*** Excerpted passage ***

[Gluster-devel] GlusterD 2.0 status updates

Kaushal M kshlmster at gmail.com
Wed Sep 9 05:51:11 UTC 2015

On Tue, Sep 8, 2015 at 4:53 PM, Atin Mukherjee <amukherj at redhat.com> wrote:
> On 09/08/2015 12:31 PM, Avra Sengupta wrote:
>> On 09/07/2015 05:50 PM, Kaushal M wrote:
>>> Hi Richard,
>>> Thanks a lot for you feedback. I've done my replies inline.
>>> On Sat, Sep 5, 2015 at 5:46 AM, Richard Wareing <rwareing at fb.com> wrote:
>>>> Hey Atin (and the wider community),
>>>> This looks interesting, though I have a couple questions:
>>>> 1. Language choice - Why the divergence from Python (which I'm no fan
>>>> of) which is already heavily used in GlusterFS?  It seems a bit
>>>> strange to me to introduce yet another language into the GlusterFS
>>>> code base.  Doing this will make things less cohesive, harder to
>>>> test, make it more difficult for contributors to understand the code
>>>> base and improve their coding skills to be effective contributors.
>>>> I'm a bit concerned we are setting a precedent that development will
>>>> switch to the new flavor of the day.  If a decision has been made to
>>>> shift away from Python for the portions of GlusterFS where
>>>> performance isn't a concern, will the portions currently written in
>>>> Python be re-written as well?  I also question the wisdom of a
>>>> language will a shallow developer pool, and a less development
>>>> process (somewhat of an ironic choice IMHO).

*** Material supplied ***

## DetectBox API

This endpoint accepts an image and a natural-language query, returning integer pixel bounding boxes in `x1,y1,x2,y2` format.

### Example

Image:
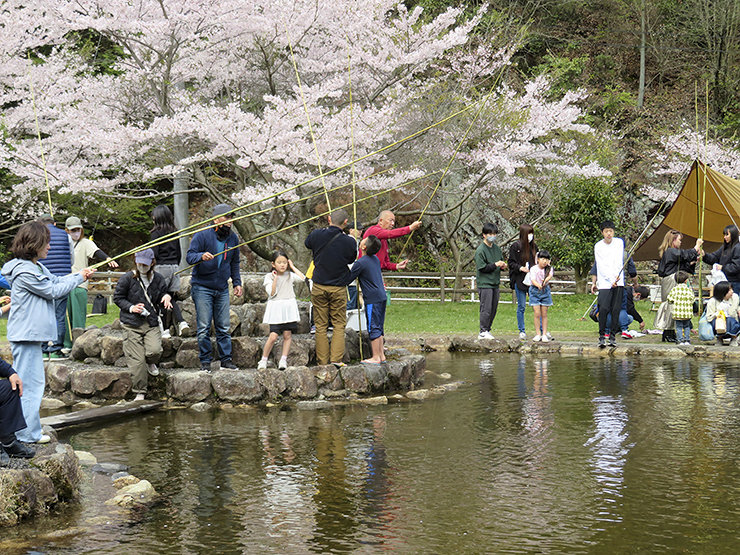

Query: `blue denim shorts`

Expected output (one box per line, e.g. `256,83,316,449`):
529,285,552,306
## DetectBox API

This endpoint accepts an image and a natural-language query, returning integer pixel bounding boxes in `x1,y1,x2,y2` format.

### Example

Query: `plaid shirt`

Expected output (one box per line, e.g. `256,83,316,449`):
668,283,696,320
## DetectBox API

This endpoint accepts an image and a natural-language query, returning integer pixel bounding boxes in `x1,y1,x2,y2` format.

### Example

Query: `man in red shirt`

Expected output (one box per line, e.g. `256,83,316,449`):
362,210,421,270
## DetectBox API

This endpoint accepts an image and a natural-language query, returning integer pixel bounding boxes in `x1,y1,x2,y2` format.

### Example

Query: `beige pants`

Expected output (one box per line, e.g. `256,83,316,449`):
123,323,162,393
311,283,347,364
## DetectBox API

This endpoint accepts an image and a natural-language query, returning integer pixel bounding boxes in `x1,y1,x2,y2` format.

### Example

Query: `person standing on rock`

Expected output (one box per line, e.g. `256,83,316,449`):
0,359,36,467
186,204,242,372
39,214,75,358
475,223,506,339
360,210,421,270
2,222,95,443
149,204,190,337
304,208,357,368
64,216,118,349
113,249,172,401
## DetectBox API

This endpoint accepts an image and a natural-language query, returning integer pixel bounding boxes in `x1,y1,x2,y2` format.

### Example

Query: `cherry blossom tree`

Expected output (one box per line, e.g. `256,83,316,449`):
0,0,606,266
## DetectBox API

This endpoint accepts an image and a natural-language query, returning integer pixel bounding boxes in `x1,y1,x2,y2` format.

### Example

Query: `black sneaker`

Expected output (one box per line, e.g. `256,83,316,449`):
3,439,36,459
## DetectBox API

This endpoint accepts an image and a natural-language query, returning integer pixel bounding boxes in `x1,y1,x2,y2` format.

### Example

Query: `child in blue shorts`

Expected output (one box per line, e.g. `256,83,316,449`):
344,235,388,364
529,249,553,342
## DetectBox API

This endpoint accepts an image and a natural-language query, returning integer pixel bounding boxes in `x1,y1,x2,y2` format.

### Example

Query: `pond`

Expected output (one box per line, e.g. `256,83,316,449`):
2,353,740,555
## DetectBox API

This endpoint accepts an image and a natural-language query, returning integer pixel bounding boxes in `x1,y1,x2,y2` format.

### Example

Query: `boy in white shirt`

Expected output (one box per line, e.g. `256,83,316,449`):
591,220,624,348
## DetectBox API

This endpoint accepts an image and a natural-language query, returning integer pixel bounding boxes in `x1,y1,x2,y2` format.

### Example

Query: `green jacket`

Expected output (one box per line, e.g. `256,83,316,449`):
475,242,503,289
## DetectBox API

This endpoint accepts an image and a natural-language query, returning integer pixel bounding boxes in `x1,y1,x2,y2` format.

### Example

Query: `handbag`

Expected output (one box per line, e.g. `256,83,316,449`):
714,310,727,335
655,301,673,331
699,311,714,341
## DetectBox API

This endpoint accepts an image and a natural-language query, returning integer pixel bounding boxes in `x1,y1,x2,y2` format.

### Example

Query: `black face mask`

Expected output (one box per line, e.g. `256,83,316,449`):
216,225,231,241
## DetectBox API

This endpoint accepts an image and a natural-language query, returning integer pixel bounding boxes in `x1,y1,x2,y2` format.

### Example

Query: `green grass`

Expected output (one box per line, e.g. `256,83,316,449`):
385,289,604,336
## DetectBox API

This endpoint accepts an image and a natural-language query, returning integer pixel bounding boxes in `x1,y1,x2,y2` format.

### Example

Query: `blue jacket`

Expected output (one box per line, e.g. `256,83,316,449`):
39,224,74,276
342,254,388,304
2,258,84,342
185,228,242,291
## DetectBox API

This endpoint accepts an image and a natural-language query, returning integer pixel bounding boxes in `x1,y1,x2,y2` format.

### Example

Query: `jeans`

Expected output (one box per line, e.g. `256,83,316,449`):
674,320,691,343
41,297,67,353
191,285,231,364
606,310,635,334
514,287,527,333
10,341,46,443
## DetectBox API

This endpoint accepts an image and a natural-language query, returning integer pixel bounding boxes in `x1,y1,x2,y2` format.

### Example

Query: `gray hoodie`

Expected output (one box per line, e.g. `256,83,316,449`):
2,258,84,342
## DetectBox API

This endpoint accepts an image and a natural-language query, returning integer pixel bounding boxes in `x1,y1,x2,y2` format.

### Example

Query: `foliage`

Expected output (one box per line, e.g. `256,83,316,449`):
539,178,622,274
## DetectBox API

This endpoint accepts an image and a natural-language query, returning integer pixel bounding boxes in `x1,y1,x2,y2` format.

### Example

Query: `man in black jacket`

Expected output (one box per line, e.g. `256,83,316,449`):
304,208,357,367
0,360,36,466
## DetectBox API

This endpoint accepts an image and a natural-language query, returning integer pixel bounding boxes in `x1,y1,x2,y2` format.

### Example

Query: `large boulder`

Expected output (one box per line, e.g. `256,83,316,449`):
265,335,316,366
70,368,132,399
211,370,265,403
339,364,369,393
167,372,211,403
70,328,103,360
231,336,262,368
46,364,71,394
285,366,319,399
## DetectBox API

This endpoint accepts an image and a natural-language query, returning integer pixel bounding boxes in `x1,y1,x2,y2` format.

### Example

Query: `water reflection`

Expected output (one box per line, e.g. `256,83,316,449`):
8,353,740,555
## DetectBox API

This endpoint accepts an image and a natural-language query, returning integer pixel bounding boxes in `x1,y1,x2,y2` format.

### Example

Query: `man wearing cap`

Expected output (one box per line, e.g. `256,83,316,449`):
360,210,421,270
185,204,242,372
39,214,75,358
304,208,357,367
64,216,118,349
591,220,625,348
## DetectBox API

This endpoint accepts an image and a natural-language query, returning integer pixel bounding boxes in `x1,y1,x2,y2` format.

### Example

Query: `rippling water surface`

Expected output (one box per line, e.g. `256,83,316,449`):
7,353,740,555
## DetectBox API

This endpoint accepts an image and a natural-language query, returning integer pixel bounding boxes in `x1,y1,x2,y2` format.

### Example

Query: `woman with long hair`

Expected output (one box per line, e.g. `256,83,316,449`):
149,204,190,338
508,224,537,340
702,224,740,292
658,229,703,343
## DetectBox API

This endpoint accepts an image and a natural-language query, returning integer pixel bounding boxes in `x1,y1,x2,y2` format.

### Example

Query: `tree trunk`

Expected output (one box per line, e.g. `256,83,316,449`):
173,172,190,270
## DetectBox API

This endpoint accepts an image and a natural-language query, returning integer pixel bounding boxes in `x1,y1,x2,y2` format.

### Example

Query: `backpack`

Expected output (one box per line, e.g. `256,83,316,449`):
91,293,108,314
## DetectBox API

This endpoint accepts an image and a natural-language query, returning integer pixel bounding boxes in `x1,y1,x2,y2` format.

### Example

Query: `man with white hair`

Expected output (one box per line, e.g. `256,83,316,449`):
362,210,421,270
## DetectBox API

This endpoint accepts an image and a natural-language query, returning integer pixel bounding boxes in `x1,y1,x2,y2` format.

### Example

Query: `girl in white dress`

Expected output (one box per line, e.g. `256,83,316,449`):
257,251,306,370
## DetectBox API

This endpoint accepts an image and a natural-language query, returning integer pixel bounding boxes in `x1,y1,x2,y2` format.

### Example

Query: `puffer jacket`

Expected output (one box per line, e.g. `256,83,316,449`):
2,258,84,342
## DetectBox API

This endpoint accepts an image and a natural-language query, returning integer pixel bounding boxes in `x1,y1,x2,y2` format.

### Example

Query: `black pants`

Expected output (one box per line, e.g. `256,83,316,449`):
478,287,500,332
597,286,624,337
0,380,26,439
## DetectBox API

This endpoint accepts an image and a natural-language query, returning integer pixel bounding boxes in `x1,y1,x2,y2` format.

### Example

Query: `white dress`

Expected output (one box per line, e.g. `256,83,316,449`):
262,271,303,324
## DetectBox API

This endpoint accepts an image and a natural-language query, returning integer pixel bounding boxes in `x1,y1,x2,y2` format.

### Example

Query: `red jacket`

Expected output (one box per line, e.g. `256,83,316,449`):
360,224,411,270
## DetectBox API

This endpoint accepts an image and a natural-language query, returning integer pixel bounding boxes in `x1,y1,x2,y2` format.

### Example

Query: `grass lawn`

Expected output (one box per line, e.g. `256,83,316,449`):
385,296,616,337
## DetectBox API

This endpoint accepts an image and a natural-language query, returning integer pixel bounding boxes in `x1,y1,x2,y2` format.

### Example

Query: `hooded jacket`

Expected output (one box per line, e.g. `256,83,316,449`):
2,258,84,342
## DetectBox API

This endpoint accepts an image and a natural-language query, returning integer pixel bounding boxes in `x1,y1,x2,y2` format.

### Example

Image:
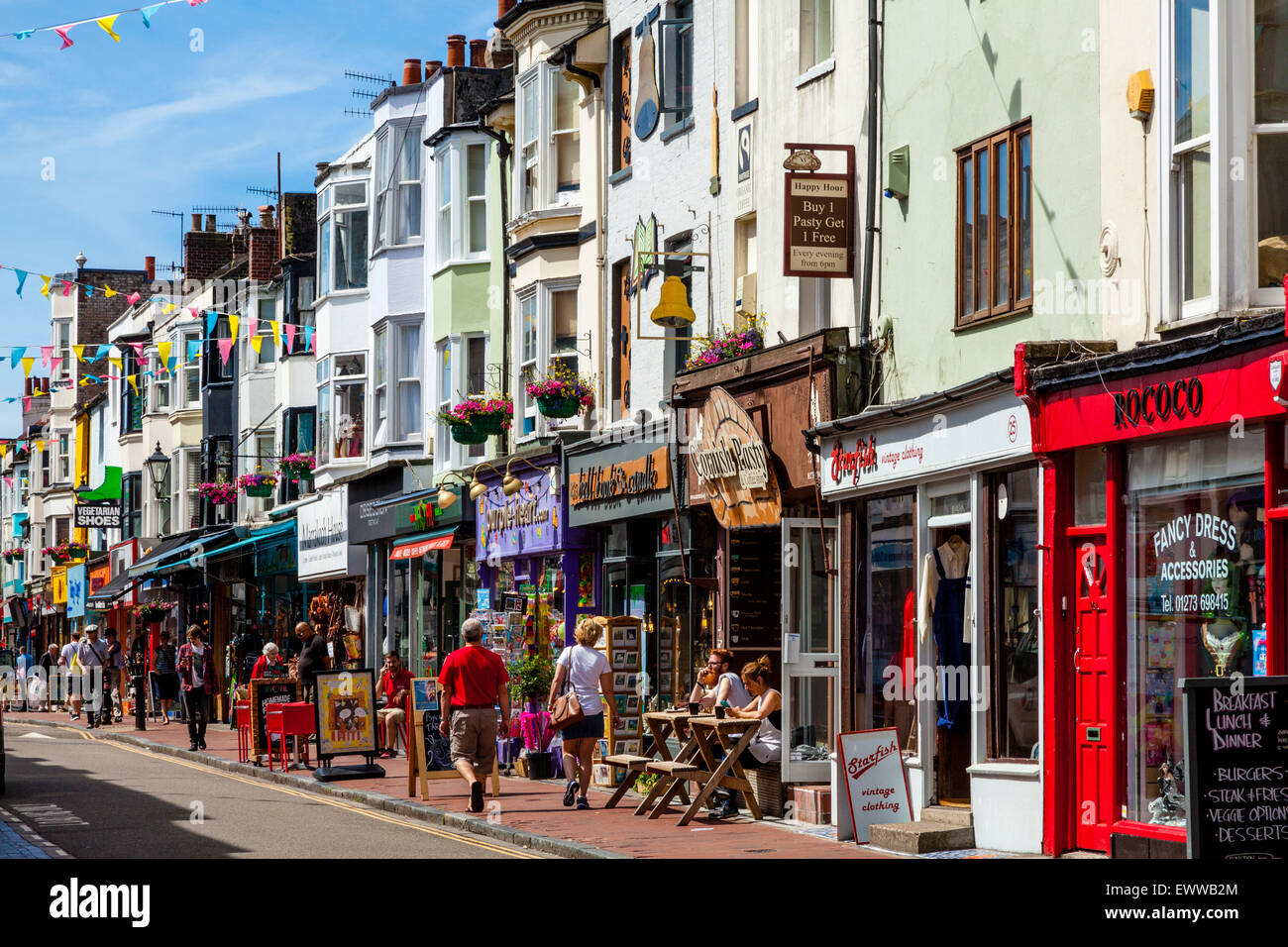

***

§ **Jobs**
A – According to the mailing-list post, which language is already heavily used in GlusterFS?
B – Copy the records word for word, starting at their first line and ending at the line that contains "311,283,347,364". Omit the pictures.
The mailing-list post and the records come from separate, unrelated sources.

§ **Solved problems**
A – Python

B –
## DetectBox API

This endpoint accepts an image and a natural-language query, returning integer pixel bounding boxes in `x1,y1,x2,y2` format.

### Example

Image:

Query: `blue denim shorts`

Expected output (one box per line, e.g. `256,83,316,449`):
529,285,552,306
## DetectBox API

This endpoint accepts an image and a natural-language query, returning integer pixel bounding boxes in `x1,y1,x2,y2` format.

### Example

Query: `plaid shirt`

Expected output (one box per line, e.g. `256,83,316,449`):
668,283,696,320
## DetectBox API

This endpoint accepts an image and a natural-language query, returning integer pixel bounding boxes in `x1,y1,x2,y2` format.

### Example

Query: `man in red shirt`

Expected output (one box per line, e.g. `256,83,316,449`):
362,210,421,270
## DetectBox API

This endpoint accepts an image and a natural-language query, returning integer pixel bounding boxes in `x1,y1,x2,y2` format.

### Example

Query: `beige pants`

Expected output (one box per line, e.g. `256,83,316,449`):
123,323,162,393
311,283,347,364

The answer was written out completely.